Brief A: Write out, word for word, the passage on tone in ǂHȍã and Nǃaqriaxe.

The tones analyzed as rising phonemically are phonetically dipping (falling-rising). Voiced and aspirated consonants are tone depressors, with high tone at the level of mid after a tenuis or glottalized consonant, and mid at the level of low. (However, the endpoint of low>mid tone does not change, and so effectively becomes low>high.) Aspirated consonants (and especially delayed-aspirated clicks) have an additional depressive effect at the beginning of the tone, so that they are phonetically rising; the contour, however, is a sharp rise at the beginning, rather than the slow descent with a sharp rise at the end of the phonemically rising tones.

Collins (2012) describes six word tones for ǂHȍã dialect: extra high, high-mid (high level), mid-low (mid level), high-low, low-mid, and low level. The extra high tones mostly occurs on high vowels, //i u//, which have an allophonic pitch-raising effect, whereas low level occurs after voiced consonants, which have a tone depressor effect. Given that Collins did not control for initial consonants in his analysis, his description is consistent with Gerlach's for Nǃaqriaxe dialect.

Collected data entries:
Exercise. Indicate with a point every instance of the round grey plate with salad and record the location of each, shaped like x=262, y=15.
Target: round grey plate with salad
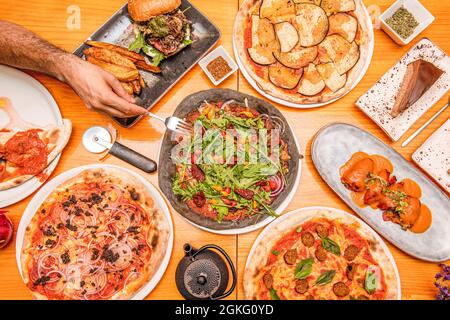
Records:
x=229, y=198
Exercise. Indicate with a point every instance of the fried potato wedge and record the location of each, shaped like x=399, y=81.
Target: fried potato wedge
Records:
x=147, y=67
x=123, y=74
x=264, y=55
x=333, y=80
x=287, y=36
x=262, y=31
x=110, y=56
x=311, y=82
x=335, y=6
x=136, y=86
x=128, y=87
x=311, y=23
x=283, y=77
x=141, y=81
x=121, y=50
x=344, y=25
x=316, y=2
x=297, y=58
x=277, y=10
x=343, y=53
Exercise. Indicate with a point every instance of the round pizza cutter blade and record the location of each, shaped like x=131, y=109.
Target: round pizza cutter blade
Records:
x=91, y=137
x=98, y=139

Brief B: Give again, word for word, the part of the entries that opens with the line containing "like x=131, y=109." and runs through the last entry, including that opening line.

Final answer A:
The tones analyzed as rising phonemically are phonetically dipping (falling-rising). Voiced and aspirated consonants are tone depressors, with high tone at the level of mid after a tenuis or glottalized consonant, and mid at the level of low. (However, the endpoint of low>mid tone does not change, and so effectively becomes low>high.) Aspirated consonants (and especially delayed-aspirated clicks) have an additional depressive effect at the beginning of the tone, so that they are phonetically rising; the contour, however, is a sharp rise at the beginning, rather than the slow descent with a sharp rise at the end of the phonemically rising tones.

Collins (2012) describes six word tones for ǂHȍã dialect: extra high, high-mid (high level), mid-low (mid level), high-low, low-mid, and low level. The extra high tones mostly occurs on high vowels, //i u//, which have an allophonic pitch-raising effect, whereas low level occurs after voiced consonants, which have a tone depressor effect. Given that Collins did not control for initial consonants in his analysis, his description is consistent with Gerlach's for Nǃaqriaxe dialect.

Final answer B:
Exercise. Indicate with a point every instance of the round pizza cutter blade and record the location of each, shaped like x=131, y=109.
Target: round pizza cutter blade
Records:
x=91, y=137
x=98, y=139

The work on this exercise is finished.